PROBLEM REQUIREMENTS
How many lines of the material below contain the string "quince", matching case exactly? Reply with the number alone.

Material on where objects are located
>>>>

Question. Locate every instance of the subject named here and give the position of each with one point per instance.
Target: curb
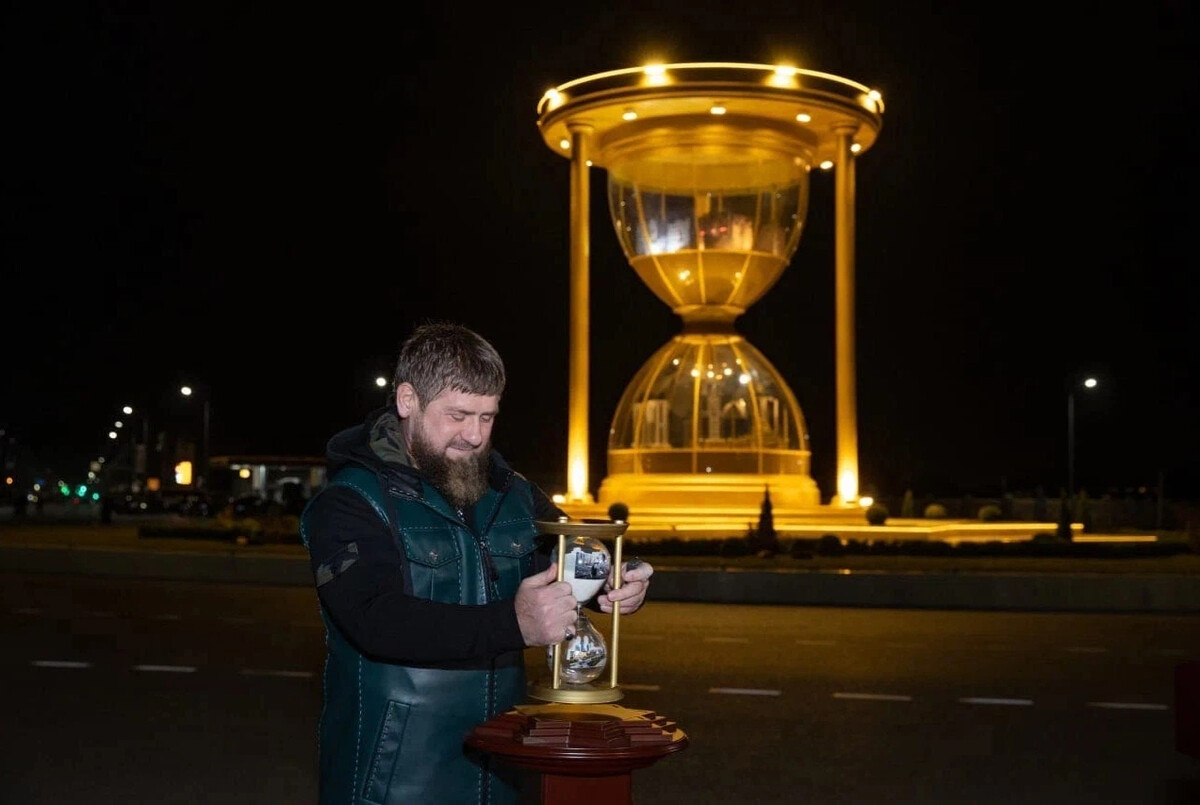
(939, 590)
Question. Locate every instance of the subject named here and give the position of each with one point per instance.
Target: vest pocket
(433, 563)
(387, 751)
(513, 546)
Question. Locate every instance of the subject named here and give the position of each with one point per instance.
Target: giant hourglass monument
(708, 169)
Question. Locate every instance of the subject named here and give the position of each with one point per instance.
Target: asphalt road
(149, 691)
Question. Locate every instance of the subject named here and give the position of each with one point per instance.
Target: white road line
(875, 697)
(984, 700)
(1127, 706)
(287, 674)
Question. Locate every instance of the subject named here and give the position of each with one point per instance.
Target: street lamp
(187, 391)
(1087, 383)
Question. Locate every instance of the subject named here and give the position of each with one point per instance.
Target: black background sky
(265, 199)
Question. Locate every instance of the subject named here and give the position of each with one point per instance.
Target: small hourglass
(577, 662)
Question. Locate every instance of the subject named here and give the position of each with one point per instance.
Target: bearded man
(432, 581)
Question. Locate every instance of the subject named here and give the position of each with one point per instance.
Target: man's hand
(545, 608)
(635, 583)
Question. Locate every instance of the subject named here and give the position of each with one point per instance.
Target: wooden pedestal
(586, 754)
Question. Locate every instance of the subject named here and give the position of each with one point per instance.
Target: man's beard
(461, 481)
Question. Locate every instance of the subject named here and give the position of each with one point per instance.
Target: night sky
(265, 199)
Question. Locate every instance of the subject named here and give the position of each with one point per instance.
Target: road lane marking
(271, 672)
(875, 697)
(1127, 706)
(166, 668)
(59, 664)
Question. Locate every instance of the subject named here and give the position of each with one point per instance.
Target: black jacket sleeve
(359, 571)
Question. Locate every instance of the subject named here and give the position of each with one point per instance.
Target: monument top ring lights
(778, 108)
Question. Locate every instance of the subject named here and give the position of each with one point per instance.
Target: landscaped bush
(990, 514)
(876, 514)
(935, 511)
(831, 546)
(735, 546)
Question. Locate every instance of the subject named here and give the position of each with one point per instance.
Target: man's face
(449, 440)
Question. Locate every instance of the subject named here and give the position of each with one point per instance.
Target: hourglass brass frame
(606, 689)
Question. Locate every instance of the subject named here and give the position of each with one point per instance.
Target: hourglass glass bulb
(585, 655)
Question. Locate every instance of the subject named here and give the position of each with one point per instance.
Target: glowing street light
(1087, 383)
(203, 475)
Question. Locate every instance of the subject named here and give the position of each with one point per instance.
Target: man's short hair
(443, 355)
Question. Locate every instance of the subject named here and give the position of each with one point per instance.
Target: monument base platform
(705, 522)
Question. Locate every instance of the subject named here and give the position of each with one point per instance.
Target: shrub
(801, 548)
(735, 546)
(990, 514)
(935, 511)
(876, 514)
(831, 546)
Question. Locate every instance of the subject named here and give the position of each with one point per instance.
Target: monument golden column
(708, 188)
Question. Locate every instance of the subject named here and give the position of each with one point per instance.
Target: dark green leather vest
(393, 733)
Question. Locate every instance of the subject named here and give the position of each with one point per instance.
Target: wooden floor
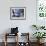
(13, 44)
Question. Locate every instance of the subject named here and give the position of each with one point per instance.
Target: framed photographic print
(18, 13)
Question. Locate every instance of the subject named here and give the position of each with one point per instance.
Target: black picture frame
(18, 13)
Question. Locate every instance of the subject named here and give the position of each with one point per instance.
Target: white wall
(24, 25)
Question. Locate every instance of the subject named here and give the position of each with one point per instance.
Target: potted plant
(39, 36)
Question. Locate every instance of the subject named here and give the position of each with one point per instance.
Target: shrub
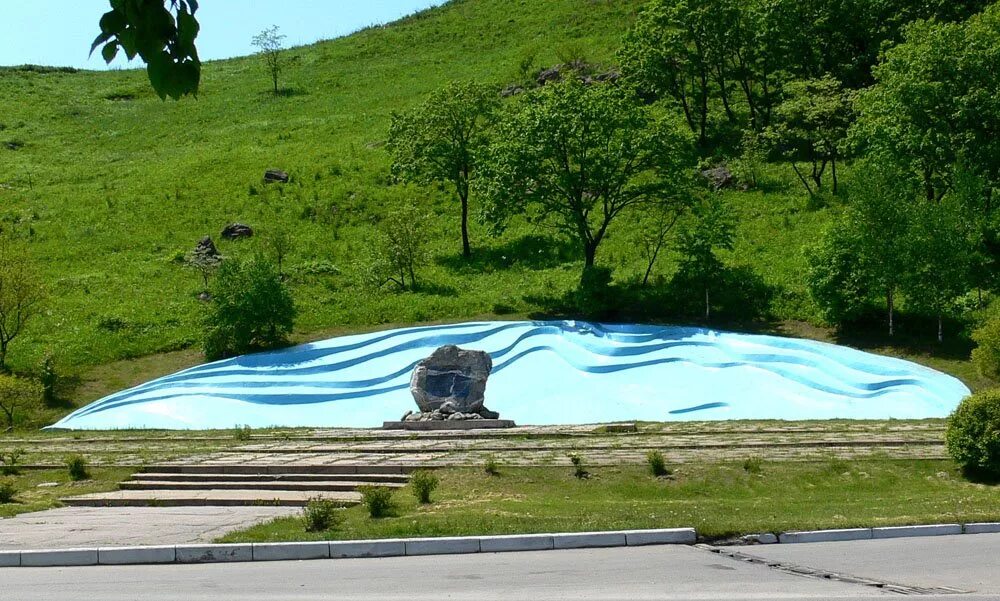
(47, 378)
(77, 467)
(17, 394)
(753, 465)
(973, 434)
(986, 355)
(578, 470)
(10, 462)
(7, 491)
(423, 484)
(252, 309)
(378, 500)
(491, 467)
(321, 515)
(657, 464)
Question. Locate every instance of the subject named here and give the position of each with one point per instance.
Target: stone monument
(449, 388)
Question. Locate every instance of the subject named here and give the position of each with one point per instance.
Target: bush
(753, 465)
(491, 467)
(321, 515)
(378, 500)
(423, 484)
(578, 470)
(7, 491)
(252, 309)
(77, 467)
(657, 464)
(986, 355)
(16, 395)
(10, 462)
(973, 435)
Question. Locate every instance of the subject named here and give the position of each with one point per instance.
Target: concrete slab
(441, 546)
(214, 553)
(60, 557)
(824, 536)
(582, 540)
(364, 548)
(983, 528)
(907, 531)
(516, 542)
(136, 555)
(85, 527)
(290, 551)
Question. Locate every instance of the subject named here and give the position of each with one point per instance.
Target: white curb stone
(823, 536)
(906, 531)
(59, 557)
(980, 528)
(668, 536)
(442, 546)
(214, 553)
(290, 551)
(135, 555)
(364, 548)
(584, 540)
(516, 542)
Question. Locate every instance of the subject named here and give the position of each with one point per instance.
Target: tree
(21, 295)
(252, 309)
(940, 259)
(578, 157)
(711, 228)
(17, 394)
(399, 248)
(812, 122)
(443, 139)
(162, 34)
(268, 44)
(866, 253)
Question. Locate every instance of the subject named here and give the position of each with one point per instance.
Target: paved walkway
(71, 527)
(964, 562)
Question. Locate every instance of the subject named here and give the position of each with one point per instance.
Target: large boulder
(275, 175)
(235, 231)
(450, 381)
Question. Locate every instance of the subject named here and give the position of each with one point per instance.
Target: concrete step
(251, 479)
(226, 468)
(257, 486)
(200, 498)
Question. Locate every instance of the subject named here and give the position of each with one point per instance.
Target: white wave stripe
(545, 372)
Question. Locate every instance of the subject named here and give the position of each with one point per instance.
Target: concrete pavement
(592, 574)
(71, 527)
(969, 562)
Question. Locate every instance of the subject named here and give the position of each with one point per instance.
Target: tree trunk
(466, 249)
(891, 304)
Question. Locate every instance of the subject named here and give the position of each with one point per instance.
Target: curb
(186, 554)
(851, 534)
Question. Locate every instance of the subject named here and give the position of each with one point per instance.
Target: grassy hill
(111, 186)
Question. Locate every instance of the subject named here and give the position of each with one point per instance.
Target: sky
(59, 32)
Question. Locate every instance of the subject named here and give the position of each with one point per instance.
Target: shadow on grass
(532, 251)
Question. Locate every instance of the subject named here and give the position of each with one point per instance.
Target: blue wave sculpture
(545, 372)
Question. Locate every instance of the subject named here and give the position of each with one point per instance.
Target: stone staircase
(229, 485)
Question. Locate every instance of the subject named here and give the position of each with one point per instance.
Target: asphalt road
(670, 572)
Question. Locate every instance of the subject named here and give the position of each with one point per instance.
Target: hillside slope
(112, 186)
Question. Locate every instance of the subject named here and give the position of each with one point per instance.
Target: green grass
(32, 498)
(719, 500)
(112, 186)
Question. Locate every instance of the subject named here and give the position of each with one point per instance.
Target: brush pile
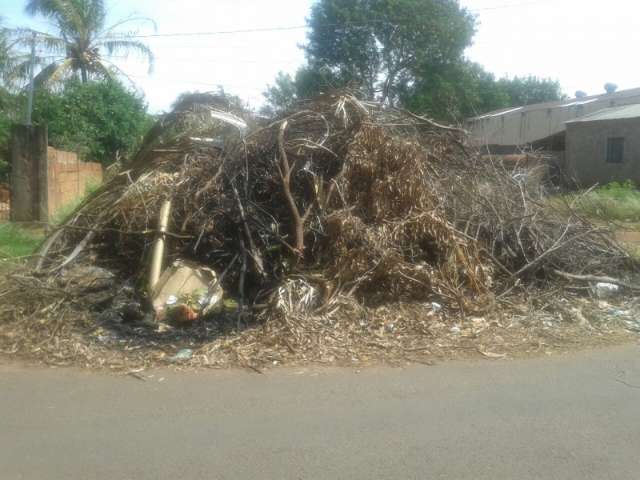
(337, 208)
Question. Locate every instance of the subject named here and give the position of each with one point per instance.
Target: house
(604, 146)
(541, 126)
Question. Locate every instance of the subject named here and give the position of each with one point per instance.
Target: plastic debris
(606, 289)
(184, 354)
(185, 292)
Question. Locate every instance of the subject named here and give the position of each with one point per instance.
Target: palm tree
(79, 44)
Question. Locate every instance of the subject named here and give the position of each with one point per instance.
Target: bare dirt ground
(565, 416)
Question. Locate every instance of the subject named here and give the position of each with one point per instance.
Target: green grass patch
(63, 213)
(18, 241)
(619, 202)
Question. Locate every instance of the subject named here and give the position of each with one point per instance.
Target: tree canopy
(384, 45)
(99, 120)
(79, 43)
(405, 52)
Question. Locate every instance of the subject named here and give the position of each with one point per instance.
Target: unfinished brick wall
(43, 179)
(68, 178)
(5, 196)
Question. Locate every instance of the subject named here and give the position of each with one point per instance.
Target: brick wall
(68, 178)
(43, 179)
(5, 195)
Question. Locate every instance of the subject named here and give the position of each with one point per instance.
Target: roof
(613, 113)
(529, 124)
(574, 102)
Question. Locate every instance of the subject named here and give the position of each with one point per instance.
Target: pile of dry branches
(338, 205)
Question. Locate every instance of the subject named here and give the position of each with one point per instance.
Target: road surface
(574, 416)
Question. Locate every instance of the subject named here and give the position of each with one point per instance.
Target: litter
(304, 236)
(604, 290)
(184, 354)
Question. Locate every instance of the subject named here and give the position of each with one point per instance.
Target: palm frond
(111, 31)
(125, 46)
(53, 73)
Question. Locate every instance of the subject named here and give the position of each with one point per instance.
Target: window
(615, 149)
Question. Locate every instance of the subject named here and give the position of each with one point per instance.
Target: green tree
(530, 90)
(287, 89)
(80, 41)
(99, 120)
(9, 110)
(386, 45)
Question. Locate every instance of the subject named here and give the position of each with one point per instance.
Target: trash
(171, 300)
(184, 354)
(87, 277)
(185, 292)
(604, 290)
(492, 355)
(330, 221)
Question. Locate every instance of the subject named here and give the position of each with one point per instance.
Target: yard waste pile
(331, 230)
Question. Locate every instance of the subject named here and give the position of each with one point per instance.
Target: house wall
(587, 151)
(526, 125)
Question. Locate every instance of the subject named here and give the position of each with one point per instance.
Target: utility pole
(31, 69)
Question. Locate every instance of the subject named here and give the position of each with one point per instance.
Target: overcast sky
(581, 43)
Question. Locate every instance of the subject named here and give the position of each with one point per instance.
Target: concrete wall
(5, 202)
(526, 125)
(586, 153)
(28, 147)
(43, 179)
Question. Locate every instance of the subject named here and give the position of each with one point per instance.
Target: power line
(301, 27)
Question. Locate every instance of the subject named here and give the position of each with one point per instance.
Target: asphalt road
(575, 416)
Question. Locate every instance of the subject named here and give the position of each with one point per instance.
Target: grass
(617, 202)
(18, 241)
(63, 213)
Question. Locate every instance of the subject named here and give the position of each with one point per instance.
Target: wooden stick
(158, 247)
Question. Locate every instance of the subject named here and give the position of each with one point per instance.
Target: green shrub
(18, 241)
(615, 201)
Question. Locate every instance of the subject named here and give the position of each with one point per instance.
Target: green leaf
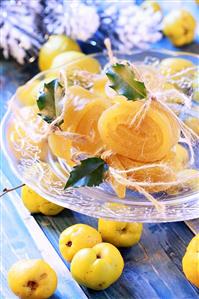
(124, 83)
(89, 173)
(47, 102)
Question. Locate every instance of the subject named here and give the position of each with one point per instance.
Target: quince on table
(190, 261)
(32, 279)
(97, 267)
(76, 237)
(120, 234)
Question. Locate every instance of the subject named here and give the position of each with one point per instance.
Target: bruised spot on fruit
(69, 244)
(100, 285)
(32, 285)
(124, 230)
(44, 275)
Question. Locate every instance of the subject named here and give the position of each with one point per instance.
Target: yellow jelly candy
(193, 123)
(177, 158)
(148, 141)
(173, 66)
(60, 147)
(82, 113)
(190, 261)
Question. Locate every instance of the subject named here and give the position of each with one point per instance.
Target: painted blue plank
(18, 243)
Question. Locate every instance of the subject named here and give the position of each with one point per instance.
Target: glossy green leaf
(90, 172)
(124, 82)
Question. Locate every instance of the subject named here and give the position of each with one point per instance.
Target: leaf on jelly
(49, 99)
(124, 82)
(90, 172)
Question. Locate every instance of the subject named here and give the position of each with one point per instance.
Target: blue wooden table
(153, 268)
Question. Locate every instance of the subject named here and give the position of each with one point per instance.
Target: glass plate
(48, 177)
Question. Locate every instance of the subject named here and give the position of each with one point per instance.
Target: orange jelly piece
(147, 141)
(82, 112)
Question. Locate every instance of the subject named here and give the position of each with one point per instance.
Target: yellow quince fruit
(190, 261)
(173, 67)
(120, 234)
(179, 26)
(32, 279)
(98, 267)
(37, 204)
(76, 237)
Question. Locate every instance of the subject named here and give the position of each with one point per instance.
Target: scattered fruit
(37, 204)
(179, 26)
(98, 267)
(193, 123)
(190, 261)
(55, 45)
(76, 237)
(32, 279)
(120, 234)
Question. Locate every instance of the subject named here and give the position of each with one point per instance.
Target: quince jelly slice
(82, 112)
(148, 175)
(61, 147)
(147, 141)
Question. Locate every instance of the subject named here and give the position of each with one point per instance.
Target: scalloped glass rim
(97, 202)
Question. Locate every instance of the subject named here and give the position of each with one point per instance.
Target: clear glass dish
(48, 176)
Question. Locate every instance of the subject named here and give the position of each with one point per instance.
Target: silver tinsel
(127, 24)
(73, 18)
(25, 25)
(19, 28)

<<<<

EXERCISE ANSWER
3